▶ **TASK GOAL**: Can you give the material below again with "innermost point" switched to "central point" everywhere it occurs and nothing else changed? Leave the pictures out.

▶ **RECORD LIST**:

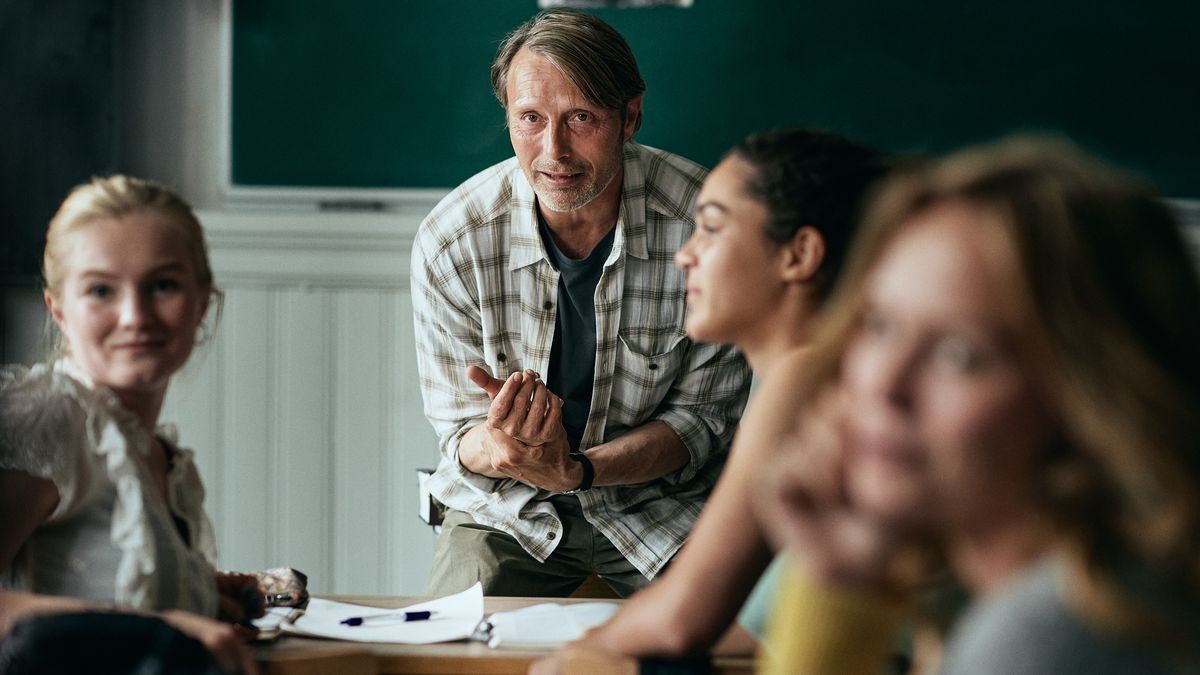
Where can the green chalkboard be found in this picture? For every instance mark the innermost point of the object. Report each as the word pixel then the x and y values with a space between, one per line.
pixel 396 94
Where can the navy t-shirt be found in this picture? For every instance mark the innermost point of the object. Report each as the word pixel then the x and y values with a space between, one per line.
pixel 573 354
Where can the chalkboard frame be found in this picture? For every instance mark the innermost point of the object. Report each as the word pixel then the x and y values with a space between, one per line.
pixel 275 196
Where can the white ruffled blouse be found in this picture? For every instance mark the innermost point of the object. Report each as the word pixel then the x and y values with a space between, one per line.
pixel 111 539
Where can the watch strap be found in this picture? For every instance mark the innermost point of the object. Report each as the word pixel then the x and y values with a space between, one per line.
pixel 589 473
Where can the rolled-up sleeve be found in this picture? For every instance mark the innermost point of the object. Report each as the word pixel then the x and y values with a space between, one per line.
pixel 705 405
pixel 449 339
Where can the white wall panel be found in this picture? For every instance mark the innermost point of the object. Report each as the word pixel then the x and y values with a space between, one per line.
pixel 363 374
pixel 305 410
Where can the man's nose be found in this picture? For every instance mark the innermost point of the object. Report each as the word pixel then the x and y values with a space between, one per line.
pixel 556 141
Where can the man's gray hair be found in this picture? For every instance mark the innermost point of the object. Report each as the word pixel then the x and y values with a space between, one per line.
pixel 588 52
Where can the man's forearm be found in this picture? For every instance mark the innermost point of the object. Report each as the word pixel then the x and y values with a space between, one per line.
pixel 472 454
pixel 640 455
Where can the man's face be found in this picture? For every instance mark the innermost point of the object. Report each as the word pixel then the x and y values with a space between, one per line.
pixel 569 148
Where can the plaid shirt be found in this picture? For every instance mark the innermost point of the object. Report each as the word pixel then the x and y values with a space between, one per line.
pixel 484 293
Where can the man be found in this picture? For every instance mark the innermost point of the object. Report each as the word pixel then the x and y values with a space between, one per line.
pixel 559 261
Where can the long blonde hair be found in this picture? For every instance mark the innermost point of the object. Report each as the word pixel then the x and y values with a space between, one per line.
pixel 1113 338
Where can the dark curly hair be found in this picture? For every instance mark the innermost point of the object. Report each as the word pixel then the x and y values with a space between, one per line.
pixel 815 179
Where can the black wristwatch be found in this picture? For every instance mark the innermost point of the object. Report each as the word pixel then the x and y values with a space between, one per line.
pixel 589 473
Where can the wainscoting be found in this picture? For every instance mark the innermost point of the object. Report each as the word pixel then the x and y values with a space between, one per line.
pixel 305 408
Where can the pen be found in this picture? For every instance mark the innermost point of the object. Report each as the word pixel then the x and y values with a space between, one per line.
pixel 390 615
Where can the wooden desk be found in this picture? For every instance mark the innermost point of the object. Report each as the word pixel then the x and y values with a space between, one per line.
pixel 292 655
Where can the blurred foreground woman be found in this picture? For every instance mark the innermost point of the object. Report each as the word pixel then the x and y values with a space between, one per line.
pixel 1011 377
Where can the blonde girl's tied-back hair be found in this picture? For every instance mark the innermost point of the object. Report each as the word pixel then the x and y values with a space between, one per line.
pixel 1110 302
pixel 112 198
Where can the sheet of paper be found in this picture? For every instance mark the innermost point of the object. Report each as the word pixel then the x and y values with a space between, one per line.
pixel 547 625
pixel 455 619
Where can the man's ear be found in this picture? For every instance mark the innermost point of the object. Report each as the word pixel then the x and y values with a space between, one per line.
pixel 803 255
pixel 633 117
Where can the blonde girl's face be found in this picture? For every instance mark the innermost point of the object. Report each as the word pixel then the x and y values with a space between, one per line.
pixel 946 428
pixel 130 304
pixel 733 269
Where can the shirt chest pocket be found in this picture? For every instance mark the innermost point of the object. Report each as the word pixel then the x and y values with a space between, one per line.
pixel 643 374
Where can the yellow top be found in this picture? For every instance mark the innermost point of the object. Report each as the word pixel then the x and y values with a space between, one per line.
pixel 825 629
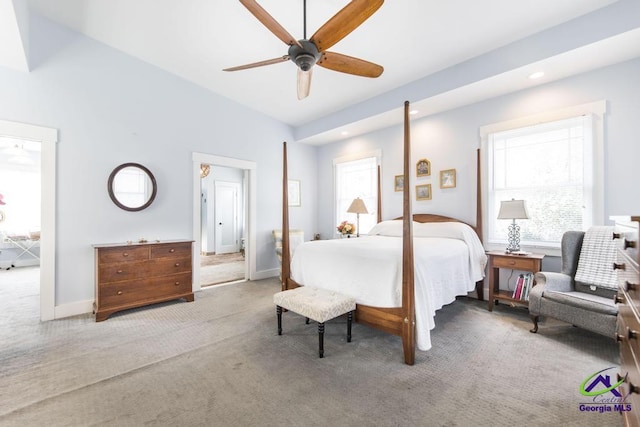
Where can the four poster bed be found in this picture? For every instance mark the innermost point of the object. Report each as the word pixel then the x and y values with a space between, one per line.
pixel 397 289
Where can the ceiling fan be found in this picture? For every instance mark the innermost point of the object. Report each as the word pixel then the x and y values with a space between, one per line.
pixel 305 53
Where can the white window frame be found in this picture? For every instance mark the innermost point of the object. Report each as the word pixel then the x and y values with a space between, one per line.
pixel 594 178
pixel 338 217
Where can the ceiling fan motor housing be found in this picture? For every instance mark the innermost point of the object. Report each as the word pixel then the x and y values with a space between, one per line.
pixel 306 56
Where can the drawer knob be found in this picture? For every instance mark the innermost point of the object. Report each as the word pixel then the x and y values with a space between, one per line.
pixel 618 266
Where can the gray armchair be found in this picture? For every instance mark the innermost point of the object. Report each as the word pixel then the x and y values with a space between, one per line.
pixel 561 296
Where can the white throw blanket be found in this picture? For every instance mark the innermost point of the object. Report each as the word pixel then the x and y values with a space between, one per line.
pixel 598 253
pixel 448 259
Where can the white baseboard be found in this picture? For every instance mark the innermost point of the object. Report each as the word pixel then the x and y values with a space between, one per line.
pixel 266 274
pixel 73 309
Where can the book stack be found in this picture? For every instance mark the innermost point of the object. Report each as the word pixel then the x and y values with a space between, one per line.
pixel 524 282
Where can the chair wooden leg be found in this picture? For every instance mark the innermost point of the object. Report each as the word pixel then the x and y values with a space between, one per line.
pixel 321 339
pixel 534 319
pixel 279 313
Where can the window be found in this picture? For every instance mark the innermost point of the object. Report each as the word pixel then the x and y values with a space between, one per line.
pixel 553 166
pixel 357 178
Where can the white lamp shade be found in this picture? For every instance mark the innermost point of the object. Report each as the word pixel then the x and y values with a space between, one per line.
pixel 513 209
pixel 357 206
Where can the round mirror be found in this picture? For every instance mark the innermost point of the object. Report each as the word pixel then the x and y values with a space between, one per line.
pixel 132 187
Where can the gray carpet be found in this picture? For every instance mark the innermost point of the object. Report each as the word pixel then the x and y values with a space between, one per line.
pixel 225 268
pixel 219 361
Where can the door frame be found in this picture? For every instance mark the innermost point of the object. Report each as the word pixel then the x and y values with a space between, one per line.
pixel 47 137
pixel 250 194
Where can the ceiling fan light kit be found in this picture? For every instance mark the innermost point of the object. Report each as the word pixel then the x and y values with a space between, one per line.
pixel 306 53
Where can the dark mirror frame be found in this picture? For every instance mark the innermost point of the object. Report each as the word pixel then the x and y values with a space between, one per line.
pixel 115 199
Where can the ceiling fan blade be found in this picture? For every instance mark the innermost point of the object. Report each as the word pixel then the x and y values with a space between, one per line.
pixel 258 64
pixel 269 22
pixel 304 83
pixel 343 22
pixel 350 65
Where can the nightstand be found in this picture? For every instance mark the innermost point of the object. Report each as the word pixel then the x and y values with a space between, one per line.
pixel 501 259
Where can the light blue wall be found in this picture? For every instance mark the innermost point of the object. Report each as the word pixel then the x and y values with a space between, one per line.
pixel 110 109
pixel 450 139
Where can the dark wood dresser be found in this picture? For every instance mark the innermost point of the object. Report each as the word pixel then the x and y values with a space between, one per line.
pixel 137 274
pixel 628 329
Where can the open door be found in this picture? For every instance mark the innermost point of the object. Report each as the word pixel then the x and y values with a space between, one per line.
pixel 227 206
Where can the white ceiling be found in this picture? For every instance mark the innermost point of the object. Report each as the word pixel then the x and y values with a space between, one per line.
pixel 412 39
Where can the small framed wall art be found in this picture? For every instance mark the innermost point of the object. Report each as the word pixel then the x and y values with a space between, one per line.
pixel 423 168
pixel 398 183
pixel 423 192
pixel 448 178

▶ **TASK SOLUTION**:
Where can the green chalkboard be found in this picture? For every instance mark the central point of the object. Report each as the word pixel then the x and y values with a space between, one per line.
pixel 396 94
Where can the navy t-shirt be found in this picture? For every instance mark the central point of the object. Report each as the word pixel then the x and y values with a space between, one per line.
pixel 573 354
Where can the chalkboard frame be found in this picture? For every instance mark the central point of the object. Report each as the word pixel then the x and y values with a space between, one per line.
pixel 275 196
Where can the white ruffled blouse be found in this picture? For every instance mark the central point of the object. Report each as the word pixel then the x and y values with a space between, one per line.
pixel 111 539
Where can the watch strap be found in this picture? For every instance mark the central point of the object. Report each as the word pixel then the x and y values with a space between, one per line.
pixel 589 473
Where can the rolled-up sleeve be found in this picture? For every instance mark the central point of the object. Report each as the word pixel then the x and y values with a space between, one per line.
pixel 705 405
pixel 449 339
Where can the white wall panel be found in this picture? For every instance mark the central point of the object. Report each as the word pixel then the x and y values with a space between, one per line.
pixel 363 374
pixel 305 410
Where can the man's nose be found in this picture? For every instance mark the central point of the object. Report each as the word pixel then the x and y values with a space between, one per line.
pixel 556 141
Where can the man's gray hair be found in this picture? For every instance mark the central point of the object. Report each as the word pixel then the x and y values with a space between, one per line.
pixel 588 52
Where can the man's forearm be found in this picture? For every instance mark the central point of the object. Report each as the word pixel then the x and y values with a space between, one per line.
pixel 472 454
pixel 640 455
Where can the man's face be found in this picture? For every instance mark the central point of the object. Report each as the word pixel then the x and y values with a space between, one per line.
pixel 569 148
Where can the plaid shirt be found in this picture? For every instance mark the central point of the object. Report each as the word pixel then the x and y values with a space between, one per line.
pixel 484 293
Where can the man be found in this picture? For every instance mark the central point of the object. Report each as the word pixel then the x and y values with a space between, one per line.
pixel 559 261
Where can the long blonde hair be found in this picture? For every instance mark the central point of the object. Report each as the word pixel then the x and y values with a space between, one per line.
pixel 1113 338
Where can the dark curly hair be found in this picture? For every instance mark the central point of the object. Report each as the word pixel then the x and y values with a space between, one per line.
pixel 815 179
Where can the black wristwatch be found in this picture? For every instance mark the central point of the object. Report each as the word pixel then the x and y values with a space between, one per line.
pixel 589 473
Where can the wainscoting be found in this picture? For every instance mark the central point of the object. Report each as the word pixel then the x and y values with a space between, one per line.
pixel 305 408
Where can the pen be found in this picture? For every instance mark the central point of the object. Report each as the word pixel then the x and y values with a space between, one per line.
pixel 390 615
Where can the wooden desk be found in this picture? For every instance mark the central point of the object. Report each as the word pixel then the x and y values with a space between, one per line.
pixel 292 655
Where can the blurred foreground woman be found in this picture? For every instance mark the central point of the object. Report each as the word pixel then the x and y values with a space between, one per line.
pixel 1011 377
Where can the blonde girl's tied-back hair be found in this picture? For every instance mark the central point of the object. Report each as the word pixel then the x and y values with a space between, one per line.
pixel 1110 302
pixel 112 198
Where can the sheet of paper be found in this picture? For every instance mark the central point of the object. Report each as the word pixel then the x and y values with a space between, one per line.
pixel 547 625
pixel 455 619
Where can the man's ear be found in this picture? For every instance mark the central point of the object. Report each as the word pixel then the x and y values with a space between, one per line.
pixel 803 255
pixel 633 117
Where can the blonde girl's face be found in this picture? For every instance mark the central point of the object. Report each as the word pixel then the x and y values with a space between, one per line.
pixel 946 428
pixel 130 304
pixel 733 269
Where can the shirt chest pocket be found in this picture? For every instance mark the central point of the object. Report each as the word pixel then the x and y values with a space between, one per line.
pixel 643 374
Where can the yellow top be found in this picture? For every instance mark the central point of the object. Report each as the word pixel then the x and y values with a space between, one per line.
pixel 825 629
Where can the four poster bed be found in this picture? For every instance mark the central point of the object. Report each as the word pixel then the x and y values with a space between, one per line.
pixel 397 289
Where can the ceiling fan be found in this picture? For every instance mark the central point of the object. Report each as the word pixel then the x and y values with a space between, one per line.
pixel 305 53
Where can the white window frame be found in this picture? For every instance mark the central point of the object. Report each as the word pixel then the x and y values with a space between, one per line.
pixel 594 178
pixel 338 217
Where can the ceiling fan motor housing be found in this picture? For every instance mark the central point of the object. Report each as the word pixel then the x and y values with a space between, one per line.
pixel 306 56
Where can the drawer knob be found in this picture? For every instance mark the central point of the object. Report each as the word pixel then the x and y values with a space between, one per line.
pixel 618 266
Where can the gray armchair be found in this picture? For every instance mark the central point of the object. Report each as the word pixel then the x and y values with a space between, one per line.
pixel 561 296
Where can the white throw blanket be found in this picture? For every instance mark the central point of the object. Report each as the word pixel then the x and y values with a space between, one per line.
pixel 598 253
pixel 448 259
Where can the white baseboard be found in this picture? For every instance mark the central point of the object. Report each as the word pixel then the x and y values with a space between, one per line.
pixel 266 274
pixel 73 309
Where can the book stack be found in this picture? For every instance mark the central point of the object. Report each as the word pixel then the x and y values with a space between, one per line.
pixel 524 282
Where can the chair wooden leg be found in this picture? For every instance mark the central point of the object. Report each as the word pixel then the x and y values with a space between, one per line.
pixel 321 339
pixel 534 319
pixel 279 313
Where can the window be found in this picture? For every instance mark the central point of the object. Report each as the word pixel then the x and y values with a space between, one per line.
pixel 553 166
pixel 357 178
Where can the white lamp shade be found in this picture? For every instance mark the central point of the object. Report each as the word pixel then the x and y values with a space between, one per line.
pixel 513 209
pixel 357 206
Where can the round mirror be found in this picture? For every instance mark the central point of the object. Report each as the word pixel then the x and y values with a space between, one per line.
pixel 132 187
Where can the gray carpet be found in this picture? For every instance mark the central point of the object. Report each as the word pixel then the x and y values with a space between, one per line.
pixel 225 268
pixel 219 361
Where can the door frame be found in this picture? For every instance mark the central point of the object. Report each as the word pixel then the x and y values with a space between, one per line.
pixel 47 137
pixel 250 194
Where can the ceiling fan light kit be found in this picture? For every instance mark the central point of the object. Report each as the word pixel then the x and y values with a space between, one per line.
pixel 306 53
Where can the dark mirror frame be found in this picture? For every instance mark the central point of the object. Report each as the word pixel then the x and y values with a space between, one per line.
pixel 115 199
Where can the ceiling fan blade be found in this picture? For every instance mark the central point of the object. Report each as the word pixel then the x and y values with a space between, one per line.
pixel 258 64
pixel 269 22
pixel 304 83
pixel 343 22
pixel 350 65
Where can the nightstand be found in this picture? For every instance mark the central point of the object. Report each as the word pixel then the x and y values with a space between, one per line.
pixel 501 259
Where can the light blue wall be found in this picture? For every instance mark the central point of the object. Report each as the word pixel then the x and y values with a space between, one per line.
pixel 110 109
pixel 450 139
Where can the dark wood dresser be found in this picture? For every instance mark the central point of the object. Report each as the word pixel then the x and y values with a space between, one per line.
pixel 137 274
pixel 628 329
Where can the open door be found in this picture? For every instance mark the central point of the object. Report each as the word pixel then the x and y values with a space between, one per line.
pixel 227 206
Where can the white ceiling be found in this picture? For every instance mark the central point of the object. Report each as the word pixel then the x and y values with a space between, one per line.
pixel 412 39
Where can the small framed wall art be found in this picture? For every instance mark the central point of the object. Report each as the word pixel then the x and y values with a space between, one per line.
pixel 423 168
pixel 398 183
pixel 423 192
pixel 448 178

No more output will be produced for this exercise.